#### EXERCISE BRIEF
Continue the passage below on hydrogen refueling infrastructure for fuel cell vehicles, picking up after its final sentence.

#### STUDY TEXT
.....

The Infrastructure Challenge
But, driving down production cost is only one part of the equation; there must also be sufficient access to hydrogen refueling stations to support FCEV growth.
“If the infrastructure is in place — which is a big ‘if’ — then I would say you could actually see a pretty significant ramp-up of demand into the tens of thousands of [fuel cell] vehicles per year,” said Lisa Jerram, senior research analyst for Navigant Research. “Europe is planning a major rollout for infrastructure and so is California. But, it’s really a balancing act of matching your investment in infrastructure with actual demand. And, it’s definitely a slow process right now because there’s not much in terms of public access stations since there aren’t enough cars to support them.”
As of press time, there are only 10 public access hydrogen refueling stations in the U.S. — nine in California and one in South Carolina — according to the DOE’s Alternative Fuels Data Center. Compare that number with the 6,686 public access recharging stations for plug-in electric vehicles and 618 refueling stations for compressed natural gas (CNG) vehicles, and it’s obvious the infrastructure has a long way to go.

.....

#### RECORD EXCERPTS
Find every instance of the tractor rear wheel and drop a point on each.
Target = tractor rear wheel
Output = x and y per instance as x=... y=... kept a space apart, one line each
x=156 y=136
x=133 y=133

.....

#### RESPONSE BELOW
However, Bud DeFlaviis, director of government affairs for the Fuel Cell and Hydrogen Energy Association (FCHEA), estimates the total number of hydrogen refueling stations — public and private for use by large fleets for centralized fueling — at around 200 stations.
What kind of growth is expected in hydrogen refueling stations over the next few years to help support greater demand in FCEVs?
“Future station deployment in California will be based on plans developed by the membership of the California Fuel Cell Partnership,” DeFlaviis said. “The partnership’s report recommends 68 stations to launch the commercial market in California by the start of 2016, and 100 stations to sustain it. At that point, stakeholders believe further investment will come from the private sector and public cost-share funding will no longer be required. When the state realizes 100 stations, the fueling network will have the ability to support up to 50,000 vehicles. Beyond California, the H2USA public/private partnership is beginning to develop deployment scenarios for other parts of the country.”
DeFlaviis noted that it’s hard to speculate about the rest of the country.
“Continual deployment depends on how quickly jurisdictions remove barriers to entry and offer incentives to encourage greater hydrogen infrastructure. Of course, demand pressure from consumers will also speed greater adoption,” he said.
Introduce Fuel Cells to Fleet
What does the future look like for fuel-cell vehicles in fleet? What types of fleets will likely be the early adopters?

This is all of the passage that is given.